**Prompt 1**
In the forum thread, which recording does alan davis say has by far the best sound of the "Rings" they own?

**Source extract**
## START

In sociology, Pierre Bourdieu's theory about cultural capital - that power is not only about wealth but also social status and culture - has been established for decades. It has also been proven by countless surveys, research projects, studies etc. The big issue is social reproduction, about how culture is part of maintenance of a class system. Generally speaking, in Western countries the gap between the richest and poorest has been widening since about the 1970's.

In terms of music, age is also a big factor, so naturally the older age bracket associated with it would by middle or old age accumulate some level of wealth (even if just standard middle class). I think its a fair bet so say that if you are young and like (let alone play) classical music then you probably went to a private school. If not, perhaps you where part of the priveleged few who got a scholarship? 

The issue is that like many members of this forum I am educated but not rich, and for better or worse, I can hold a conversation about classical music, or to an extent other highbrow things like literature, visual art, history, and so on. Most concerts I have gone to are affordably priced, and I am not a regular concertgoer. I could never afford anything more expensive on a regular basis (eg. a seat to the Berlin Phil when it jets into town, or opera - which I hate anyway). At the same time, I am in a position of privilege relative to those who don't know (or don't care) who Beethoven is, or Shakespeare, or Michelangelo.

I remember an episode of Yes Minister where the advisor Sir Humphrey Appleby is trying to explain arts funding to the minister, who is proposing the money be diverted to sports because unlike culture most people like it. Appleby, without any sense of irony, says that the arts need to be funded by government because nobody is interested in it. The minister retorts that this is pure elitism, the money should be spent on things the people like not on what they should like, and that Appleby is just saying this because he likes to go to the opera (which, unsurprisingly, he does).


----------



## alan davis (Oct 16, 2013)

Lifelong Classical Music lover here and a plumber since 16 years of age. Certainly no billionaire but have done OK and being self employed, have never got the sack. Will enjoy this afternoon by listening to my latest recording of the Ring Cycle.


----------



## Guest (Aug 25, 2018)

alan davis said:


> Lifelong Classical Music lover here and a plumber since 16 years of age. Certainly no billionaire but have done OK and being self employed, have never got the sack. Will enjoy this afternoon by listening to my latest recording of the Ring Cycle.


Nice! Which recording is it?


----------



## alan davis (Oct 16, 2013)

The Melba live recording from the State Opera of South Australia's 2004 "Ring" cycle. Of the 6 
"Rings" I own this has by far the best sound.


----------



## Merl (Jul 28, 2016)

alan davis said:


> The Melba live recording from the State Opera of South Australia's 2004 "Ring" cycle. Of the 6
> "Rings" I own this has by far the best sound.


No doubt you enjoy the singers' amazing pipes! :lol:

_* I apologise unconditionally for Merl's awful plumber pun. I will have a word with him about it. Love, Merl's carer. X_


----------

## END

**Input**
## START

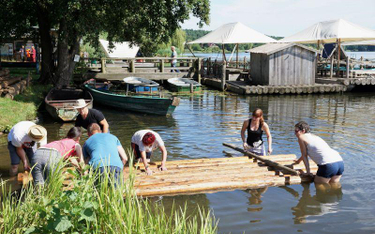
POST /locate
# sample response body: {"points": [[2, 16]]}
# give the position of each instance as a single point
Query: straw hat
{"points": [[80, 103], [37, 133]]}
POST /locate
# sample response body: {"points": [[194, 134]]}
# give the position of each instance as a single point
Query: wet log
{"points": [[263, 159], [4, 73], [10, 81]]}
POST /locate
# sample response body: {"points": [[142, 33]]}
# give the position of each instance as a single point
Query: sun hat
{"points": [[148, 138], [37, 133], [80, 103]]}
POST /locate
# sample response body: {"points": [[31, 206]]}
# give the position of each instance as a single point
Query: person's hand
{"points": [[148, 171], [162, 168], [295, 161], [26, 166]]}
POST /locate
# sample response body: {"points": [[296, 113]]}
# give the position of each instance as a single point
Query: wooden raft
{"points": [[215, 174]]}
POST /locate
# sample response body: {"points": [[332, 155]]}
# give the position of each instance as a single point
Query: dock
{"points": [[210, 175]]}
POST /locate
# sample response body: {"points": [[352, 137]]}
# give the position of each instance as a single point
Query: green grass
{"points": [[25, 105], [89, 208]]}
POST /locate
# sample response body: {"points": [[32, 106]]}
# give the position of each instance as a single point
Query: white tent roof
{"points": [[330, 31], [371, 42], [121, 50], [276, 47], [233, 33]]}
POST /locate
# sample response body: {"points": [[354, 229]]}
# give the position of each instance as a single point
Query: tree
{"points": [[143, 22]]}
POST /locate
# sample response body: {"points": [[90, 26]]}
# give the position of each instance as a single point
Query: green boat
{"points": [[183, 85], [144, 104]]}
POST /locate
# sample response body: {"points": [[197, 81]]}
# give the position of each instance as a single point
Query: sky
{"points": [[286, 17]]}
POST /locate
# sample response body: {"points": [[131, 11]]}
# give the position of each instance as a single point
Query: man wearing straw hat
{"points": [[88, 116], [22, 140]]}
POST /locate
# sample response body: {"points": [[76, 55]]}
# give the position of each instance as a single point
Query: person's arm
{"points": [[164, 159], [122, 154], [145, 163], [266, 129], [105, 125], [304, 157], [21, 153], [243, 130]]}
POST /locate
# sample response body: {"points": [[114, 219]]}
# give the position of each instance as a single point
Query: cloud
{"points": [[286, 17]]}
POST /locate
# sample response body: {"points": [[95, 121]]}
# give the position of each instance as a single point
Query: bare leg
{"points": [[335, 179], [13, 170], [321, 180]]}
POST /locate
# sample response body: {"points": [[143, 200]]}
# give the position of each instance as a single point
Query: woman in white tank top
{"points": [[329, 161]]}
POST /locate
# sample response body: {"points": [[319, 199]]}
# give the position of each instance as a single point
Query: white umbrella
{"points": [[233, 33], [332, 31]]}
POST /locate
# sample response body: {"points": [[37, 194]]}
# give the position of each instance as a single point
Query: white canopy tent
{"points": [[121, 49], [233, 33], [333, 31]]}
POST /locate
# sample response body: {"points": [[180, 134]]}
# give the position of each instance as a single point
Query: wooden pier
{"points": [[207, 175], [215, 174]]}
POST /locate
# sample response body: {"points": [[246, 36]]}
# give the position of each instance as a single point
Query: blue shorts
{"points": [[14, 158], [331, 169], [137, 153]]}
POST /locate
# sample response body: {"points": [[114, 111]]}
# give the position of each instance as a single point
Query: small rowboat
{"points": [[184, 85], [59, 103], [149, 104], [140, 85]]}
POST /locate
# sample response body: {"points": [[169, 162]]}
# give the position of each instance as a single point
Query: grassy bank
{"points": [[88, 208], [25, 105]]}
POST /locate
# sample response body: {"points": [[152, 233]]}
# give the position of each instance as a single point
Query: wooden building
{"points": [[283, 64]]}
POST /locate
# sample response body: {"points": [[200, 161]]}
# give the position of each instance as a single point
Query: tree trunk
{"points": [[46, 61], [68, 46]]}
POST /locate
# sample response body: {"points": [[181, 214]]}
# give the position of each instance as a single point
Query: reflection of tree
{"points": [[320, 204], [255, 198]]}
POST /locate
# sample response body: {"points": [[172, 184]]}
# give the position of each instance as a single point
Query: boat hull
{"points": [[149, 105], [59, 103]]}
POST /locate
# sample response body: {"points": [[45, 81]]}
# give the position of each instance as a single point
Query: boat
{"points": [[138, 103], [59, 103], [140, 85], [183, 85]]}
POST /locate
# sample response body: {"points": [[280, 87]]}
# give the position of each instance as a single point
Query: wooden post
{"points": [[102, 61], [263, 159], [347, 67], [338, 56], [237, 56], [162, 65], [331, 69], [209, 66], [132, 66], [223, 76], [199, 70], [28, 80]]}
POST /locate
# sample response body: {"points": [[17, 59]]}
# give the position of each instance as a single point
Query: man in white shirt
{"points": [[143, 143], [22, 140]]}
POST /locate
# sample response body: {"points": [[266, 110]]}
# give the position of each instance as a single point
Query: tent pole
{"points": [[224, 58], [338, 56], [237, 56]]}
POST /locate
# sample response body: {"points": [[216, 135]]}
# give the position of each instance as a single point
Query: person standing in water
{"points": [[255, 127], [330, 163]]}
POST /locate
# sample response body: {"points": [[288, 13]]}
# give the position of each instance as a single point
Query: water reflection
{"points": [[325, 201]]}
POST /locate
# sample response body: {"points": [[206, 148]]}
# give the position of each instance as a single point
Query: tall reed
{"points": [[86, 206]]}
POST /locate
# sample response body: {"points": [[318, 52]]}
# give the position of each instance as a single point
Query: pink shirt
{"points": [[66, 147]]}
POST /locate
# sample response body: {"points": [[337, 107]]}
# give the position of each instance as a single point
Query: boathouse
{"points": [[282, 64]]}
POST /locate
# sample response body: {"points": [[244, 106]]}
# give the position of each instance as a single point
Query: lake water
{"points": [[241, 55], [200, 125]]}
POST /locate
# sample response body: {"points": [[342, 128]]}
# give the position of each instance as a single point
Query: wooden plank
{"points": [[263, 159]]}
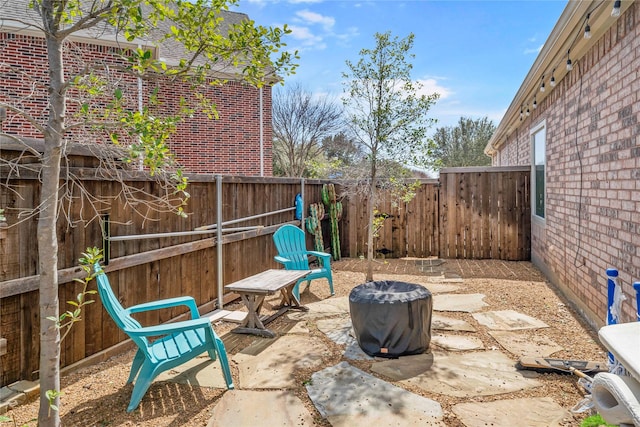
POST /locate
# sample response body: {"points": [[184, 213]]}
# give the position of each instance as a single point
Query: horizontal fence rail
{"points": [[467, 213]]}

## END
## START

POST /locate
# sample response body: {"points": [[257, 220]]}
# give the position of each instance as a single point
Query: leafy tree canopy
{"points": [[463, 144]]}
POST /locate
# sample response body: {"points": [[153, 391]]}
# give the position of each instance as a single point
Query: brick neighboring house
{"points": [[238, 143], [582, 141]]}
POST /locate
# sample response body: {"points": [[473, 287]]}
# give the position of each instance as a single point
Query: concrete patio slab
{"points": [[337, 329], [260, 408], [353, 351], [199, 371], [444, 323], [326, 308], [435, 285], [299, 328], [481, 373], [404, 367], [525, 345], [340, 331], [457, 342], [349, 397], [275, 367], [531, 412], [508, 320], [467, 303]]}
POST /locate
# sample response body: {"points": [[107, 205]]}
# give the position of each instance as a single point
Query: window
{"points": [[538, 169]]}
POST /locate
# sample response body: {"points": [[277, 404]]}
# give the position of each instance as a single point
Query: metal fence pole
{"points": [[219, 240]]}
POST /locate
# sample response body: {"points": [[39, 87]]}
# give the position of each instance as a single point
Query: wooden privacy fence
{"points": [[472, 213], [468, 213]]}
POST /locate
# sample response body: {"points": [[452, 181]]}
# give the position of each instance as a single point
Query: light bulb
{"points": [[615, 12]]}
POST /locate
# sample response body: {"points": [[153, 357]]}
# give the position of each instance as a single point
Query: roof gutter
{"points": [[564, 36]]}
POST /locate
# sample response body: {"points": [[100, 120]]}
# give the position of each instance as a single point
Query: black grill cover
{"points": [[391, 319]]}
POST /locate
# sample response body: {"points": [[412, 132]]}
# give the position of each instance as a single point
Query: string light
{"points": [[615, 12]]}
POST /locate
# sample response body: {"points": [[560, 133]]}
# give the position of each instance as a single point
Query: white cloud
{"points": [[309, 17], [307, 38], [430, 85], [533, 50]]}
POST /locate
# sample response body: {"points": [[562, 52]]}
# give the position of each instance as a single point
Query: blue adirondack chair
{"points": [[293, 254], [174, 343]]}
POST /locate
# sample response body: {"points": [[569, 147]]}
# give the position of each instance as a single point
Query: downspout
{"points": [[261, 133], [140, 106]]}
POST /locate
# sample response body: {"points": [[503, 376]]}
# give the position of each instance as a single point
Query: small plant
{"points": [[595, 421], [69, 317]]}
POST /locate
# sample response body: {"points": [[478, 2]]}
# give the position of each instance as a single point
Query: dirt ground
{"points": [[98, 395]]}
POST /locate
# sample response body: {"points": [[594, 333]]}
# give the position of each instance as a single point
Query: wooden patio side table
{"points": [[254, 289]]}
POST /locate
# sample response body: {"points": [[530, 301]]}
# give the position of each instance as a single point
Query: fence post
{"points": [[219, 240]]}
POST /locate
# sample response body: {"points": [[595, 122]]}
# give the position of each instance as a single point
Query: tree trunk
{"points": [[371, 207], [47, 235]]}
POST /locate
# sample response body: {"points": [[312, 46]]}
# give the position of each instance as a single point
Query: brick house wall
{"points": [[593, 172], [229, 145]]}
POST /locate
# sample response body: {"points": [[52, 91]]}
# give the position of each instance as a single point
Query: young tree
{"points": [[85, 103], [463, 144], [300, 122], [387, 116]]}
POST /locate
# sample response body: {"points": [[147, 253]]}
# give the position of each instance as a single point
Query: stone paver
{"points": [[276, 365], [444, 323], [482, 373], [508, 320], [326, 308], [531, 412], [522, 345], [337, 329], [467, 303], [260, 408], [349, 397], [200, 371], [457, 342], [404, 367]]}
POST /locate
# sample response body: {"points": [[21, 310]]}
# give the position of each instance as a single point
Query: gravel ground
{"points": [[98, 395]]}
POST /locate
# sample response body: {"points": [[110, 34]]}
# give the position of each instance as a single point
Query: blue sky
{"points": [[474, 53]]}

## END

**Prompt 2**
Collect every line of the records that contains the word "water", paying attention to case.

**Written response 1**
The Melba live recording from the State Opera of South Australia's 2004 "Ring" cycle.

**Written response 2**
Query: person standing in water
Query: water reflection
Query: lake water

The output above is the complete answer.